Data records:
>>

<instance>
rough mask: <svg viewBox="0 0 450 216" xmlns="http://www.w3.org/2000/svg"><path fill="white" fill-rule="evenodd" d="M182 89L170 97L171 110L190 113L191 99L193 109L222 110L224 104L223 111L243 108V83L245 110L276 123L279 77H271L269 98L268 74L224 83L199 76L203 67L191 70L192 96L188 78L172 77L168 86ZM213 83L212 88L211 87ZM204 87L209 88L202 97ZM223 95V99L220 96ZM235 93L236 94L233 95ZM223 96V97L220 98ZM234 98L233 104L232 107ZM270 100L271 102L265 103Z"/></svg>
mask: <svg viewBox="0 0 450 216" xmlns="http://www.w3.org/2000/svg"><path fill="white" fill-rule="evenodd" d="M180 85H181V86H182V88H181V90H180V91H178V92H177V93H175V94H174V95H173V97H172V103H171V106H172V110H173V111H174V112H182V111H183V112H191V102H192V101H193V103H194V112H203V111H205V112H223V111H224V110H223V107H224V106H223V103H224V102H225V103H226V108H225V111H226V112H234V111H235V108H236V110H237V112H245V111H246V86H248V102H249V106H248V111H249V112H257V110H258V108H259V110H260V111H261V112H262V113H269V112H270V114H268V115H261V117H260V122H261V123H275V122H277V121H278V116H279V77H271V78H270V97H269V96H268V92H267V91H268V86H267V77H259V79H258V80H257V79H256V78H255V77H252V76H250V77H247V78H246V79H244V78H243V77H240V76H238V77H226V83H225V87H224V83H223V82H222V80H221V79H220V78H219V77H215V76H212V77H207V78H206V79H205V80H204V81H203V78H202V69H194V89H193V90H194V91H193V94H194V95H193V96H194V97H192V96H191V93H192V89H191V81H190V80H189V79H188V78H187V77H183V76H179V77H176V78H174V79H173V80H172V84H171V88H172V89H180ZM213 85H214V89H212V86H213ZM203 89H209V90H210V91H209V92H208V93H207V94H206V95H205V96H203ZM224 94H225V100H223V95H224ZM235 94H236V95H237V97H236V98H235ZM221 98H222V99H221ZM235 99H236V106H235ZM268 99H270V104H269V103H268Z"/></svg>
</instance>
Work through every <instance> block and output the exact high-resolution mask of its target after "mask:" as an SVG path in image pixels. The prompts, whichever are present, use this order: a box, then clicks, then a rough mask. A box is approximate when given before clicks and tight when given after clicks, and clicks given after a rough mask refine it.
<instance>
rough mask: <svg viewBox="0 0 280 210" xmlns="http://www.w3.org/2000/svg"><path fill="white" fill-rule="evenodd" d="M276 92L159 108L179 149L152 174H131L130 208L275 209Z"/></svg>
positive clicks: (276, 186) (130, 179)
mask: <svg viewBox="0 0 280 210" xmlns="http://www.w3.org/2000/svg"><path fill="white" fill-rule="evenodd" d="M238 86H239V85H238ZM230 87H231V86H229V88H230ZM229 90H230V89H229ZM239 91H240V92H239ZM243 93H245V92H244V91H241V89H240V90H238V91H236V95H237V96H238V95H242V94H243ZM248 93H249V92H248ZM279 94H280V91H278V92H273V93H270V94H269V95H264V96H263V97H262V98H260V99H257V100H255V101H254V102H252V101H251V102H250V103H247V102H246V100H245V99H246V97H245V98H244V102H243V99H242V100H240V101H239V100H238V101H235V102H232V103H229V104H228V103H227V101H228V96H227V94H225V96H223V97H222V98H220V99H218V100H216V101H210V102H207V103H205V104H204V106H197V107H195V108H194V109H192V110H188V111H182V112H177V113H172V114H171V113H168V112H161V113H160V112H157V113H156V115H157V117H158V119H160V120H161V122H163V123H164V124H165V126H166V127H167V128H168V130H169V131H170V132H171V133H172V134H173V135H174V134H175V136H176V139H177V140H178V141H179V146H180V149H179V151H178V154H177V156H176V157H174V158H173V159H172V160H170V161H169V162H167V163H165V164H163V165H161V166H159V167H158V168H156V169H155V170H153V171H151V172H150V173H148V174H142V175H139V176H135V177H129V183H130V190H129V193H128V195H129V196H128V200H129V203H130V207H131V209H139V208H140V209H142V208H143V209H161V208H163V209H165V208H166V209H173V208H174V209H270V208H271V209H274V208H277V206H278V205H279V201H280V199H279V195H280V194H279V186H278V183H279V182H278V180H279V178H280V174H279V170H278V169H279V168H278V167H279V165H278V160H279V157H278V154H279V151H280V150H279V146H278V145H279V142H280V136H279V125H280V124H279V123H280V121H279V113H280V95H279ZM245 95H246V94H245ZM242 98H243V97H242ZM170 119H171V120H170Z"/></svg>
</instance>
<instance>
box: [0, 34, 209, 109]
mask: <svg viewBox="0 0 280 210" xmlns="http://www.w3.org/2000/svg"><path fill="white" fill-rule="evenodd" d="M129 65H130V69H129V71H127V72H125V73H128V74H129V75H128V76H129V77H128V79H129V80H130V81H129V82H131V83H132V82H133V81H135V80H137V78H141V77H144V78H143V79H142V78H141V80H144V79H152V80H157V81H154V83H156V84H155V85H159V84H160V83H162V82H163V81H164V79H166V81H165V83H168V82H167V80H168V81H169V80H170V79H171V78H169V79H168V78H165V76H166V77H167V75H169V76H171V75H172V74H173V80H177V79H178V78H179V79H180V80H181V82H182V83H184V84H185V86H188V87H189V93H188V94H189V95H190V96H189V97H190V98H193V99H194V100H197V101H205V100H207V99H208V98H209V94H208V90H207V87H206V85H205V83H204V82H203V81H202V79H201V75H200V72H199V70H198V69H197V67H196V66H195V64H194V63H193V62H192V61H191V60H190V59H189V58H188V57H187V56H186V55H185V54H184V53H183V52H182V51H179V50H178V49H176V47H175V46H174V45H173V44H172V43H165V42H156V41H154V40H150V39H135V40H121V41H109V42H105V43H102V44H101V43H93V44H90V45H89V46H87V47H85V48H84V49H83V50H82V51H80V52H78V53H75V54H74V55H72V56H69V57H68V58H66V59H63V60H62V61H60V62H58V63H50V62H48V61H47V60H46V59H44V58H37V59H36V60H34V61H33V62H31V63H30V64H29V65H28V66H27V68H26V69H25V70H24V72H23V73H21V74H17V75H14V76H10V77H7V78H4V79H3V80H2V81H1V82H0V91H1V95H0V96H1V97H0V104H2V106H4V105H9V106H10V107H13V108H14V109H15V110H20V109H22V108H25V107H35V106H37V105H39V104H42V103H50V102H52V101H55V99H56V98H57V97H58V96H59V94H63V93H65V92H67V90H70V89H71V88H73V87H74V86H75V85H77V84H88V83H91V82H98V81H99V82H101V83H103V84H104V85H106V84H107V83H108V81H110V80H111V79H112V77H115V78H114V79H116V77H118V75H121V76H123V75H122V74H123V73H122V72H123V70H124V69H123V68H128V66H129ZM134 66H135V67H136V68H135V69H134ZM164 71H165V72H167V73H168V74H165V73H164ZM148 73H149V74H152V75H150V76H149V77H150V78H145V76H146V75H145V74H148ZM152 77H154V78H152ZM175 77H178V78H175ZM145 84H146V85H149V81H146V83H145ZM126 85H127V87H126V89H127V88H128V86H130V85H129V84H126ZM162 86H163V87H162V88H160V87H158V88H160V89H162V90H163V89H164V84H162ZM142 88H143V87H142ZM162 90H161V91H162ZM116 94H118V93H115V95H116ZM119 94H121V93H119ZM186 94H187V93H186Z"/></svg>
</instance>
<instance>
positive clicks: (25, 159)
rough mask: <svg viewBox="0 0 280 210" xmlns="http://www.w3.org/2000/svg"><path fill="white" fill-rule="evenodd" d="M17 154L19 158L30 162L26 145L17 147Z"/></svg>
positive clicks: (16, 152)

<<

Task description.
What should appear is an exact copy of the lines from the one with "positive clicks: (25, 159)" through the end of the entries above, ends included, and no other text.

Task output.
positive clicks: (25, 159)
rough mask: <svg viewBox="0 0 280 210" xmlns="http://www.w3.org/2000/svg"><path fill="white" fill-rule="evenodd" d="M17 154L19 158L30 162L26 145L17 147Z"/></svg>
positive clicks: (16, 152)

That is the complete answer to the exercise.